* SHORT EXERCISE A *
Summarize the amendment section in two sentences.
>> BEGIN TEXT TO READ
SECTION 1.  Defined Terms; References.  This Amendment is a Credit Document.  This Amendment and the Credit Agreement shall be construed collectively and in the event that any term, provision or condition of any of such documents is inconsistent with or contradictory to any term, provision or condition of any other such document, the terms, provisions and conditions of this Amendment shall supersede and control the terms, provisions and conditions of the Credit Agreement.  Unless otherwise specifically defined herein, each term used herein that is defined in the Credit Agreement has the meaning assigned to such term in the Credit Agreement.  Each reference to “hereof”, “hereunder”, “herein” and “hereby” and each other similar reference and each reference to “this Agreement” and each other similar reference contained in the Credit Agreement, and each reference to “the Credit Agreement”, “thereunder”, “therein” and “thereof” and each other similar reference contained in the other Credit Documents, shall, after this Amendment becomes effective, refer to the Credit Agreement as amended hereby.
>> END TEXT TO READ
>> BEGIN DATA ENTRIES
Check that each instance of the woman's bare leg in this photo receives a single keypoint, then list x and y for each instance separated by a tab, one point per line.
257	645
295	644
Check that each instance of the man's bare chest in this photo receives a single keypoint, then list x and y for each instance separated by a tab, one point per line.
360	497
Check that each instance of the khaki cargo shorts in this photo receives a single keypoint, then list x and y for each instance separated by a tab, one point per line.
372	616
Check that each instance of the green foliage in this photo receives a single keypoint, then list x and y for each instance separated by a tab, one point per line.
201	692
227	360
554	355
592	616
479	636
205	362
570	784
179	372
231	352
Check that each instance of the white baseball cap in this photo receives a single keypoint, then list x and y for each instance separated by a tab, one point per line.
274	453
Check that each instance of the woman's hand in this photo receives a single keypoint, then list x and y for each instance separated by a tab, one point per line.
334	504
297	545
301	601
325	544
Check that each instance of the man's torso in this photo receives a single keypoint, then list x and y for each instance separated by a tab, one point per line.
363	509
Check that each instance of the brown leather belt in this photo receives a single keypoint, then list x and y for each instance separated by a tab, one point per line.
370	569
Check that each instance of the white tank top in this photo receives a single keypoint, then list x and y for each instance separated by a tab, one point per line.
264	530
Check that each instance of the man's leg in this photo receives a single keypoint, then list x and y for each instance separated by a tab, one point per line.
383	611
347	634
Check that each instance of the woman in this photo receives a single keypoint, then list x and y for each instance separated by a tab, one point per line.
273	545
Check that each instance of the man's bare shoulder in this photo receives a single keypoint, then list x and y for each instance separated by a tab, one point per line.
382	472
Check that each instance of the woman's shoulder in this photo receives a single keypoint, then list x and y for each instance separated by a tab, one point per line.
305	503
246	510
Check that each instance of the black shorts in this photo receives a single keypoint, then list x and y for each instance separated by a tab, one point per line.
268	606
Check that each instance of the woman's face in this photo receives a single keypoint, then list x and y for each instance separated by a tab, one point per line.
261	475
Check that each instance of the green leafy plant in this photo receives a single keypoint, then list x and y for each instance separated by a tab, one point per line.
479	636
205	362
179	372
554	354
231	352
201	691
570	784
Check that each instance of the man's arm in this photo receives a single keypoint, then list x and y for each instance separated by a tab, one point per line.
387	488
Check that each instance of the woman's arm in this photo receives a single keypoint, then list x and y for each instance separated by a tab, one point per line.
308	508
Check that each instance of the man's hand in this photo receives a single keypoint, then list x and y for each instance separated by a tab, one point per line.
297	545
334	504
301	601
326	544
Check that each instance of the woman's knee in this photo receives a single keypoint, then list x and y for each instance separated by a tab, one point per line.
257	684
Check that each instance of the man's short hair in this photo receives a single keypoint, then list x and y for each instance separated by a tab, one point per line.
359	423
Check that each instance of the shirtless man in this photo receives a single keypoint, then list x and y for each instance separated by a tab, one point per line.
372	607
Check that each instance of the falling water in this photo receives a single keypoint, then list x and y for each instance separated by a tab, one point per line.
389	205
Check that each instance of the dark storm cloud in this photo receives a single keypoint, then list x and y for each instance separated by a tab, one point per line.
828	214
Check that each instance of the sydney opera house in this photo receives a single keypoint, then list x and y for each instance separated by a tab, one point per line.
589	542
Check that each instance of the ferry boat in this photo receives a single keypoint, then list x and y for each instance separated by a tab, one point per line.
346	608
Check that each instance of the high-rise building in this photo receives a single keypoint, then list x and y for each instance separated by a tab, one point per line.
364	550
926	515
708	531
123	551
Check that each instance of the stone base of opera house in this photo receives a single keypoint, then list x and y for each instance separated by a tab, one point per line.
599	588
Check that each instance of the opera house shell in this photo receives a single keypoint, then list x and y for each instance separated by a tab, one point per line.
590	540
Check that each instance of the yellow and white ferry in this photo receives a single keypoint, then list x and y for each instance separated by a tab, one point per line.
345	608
>> END DATA ENTRIES
* SHORT EXERCISE B *
Lay out the stretch of the records from the line that contains "Check that each instance of the yellow" through the end of the records as a numbered list, leaving out blank lines.

* COMPLETE ANSWER A *
The Amendment is a Credit Document and is to be read together with the Credit Agreement, and its terms control wherever the two conflict. Unless defined otherwise, terms keep the meanings the Credit Agreement gives them, and once the Amendment is effective, references to the Credit Agreement mean that agreement as amended.

* COMPLETE ANSWER B *
1. Check that each instance of the yellow and white ferry in this photo receives a single keypoint, then list x and y for each instance separated by a tab, one point per line.
2. 345	608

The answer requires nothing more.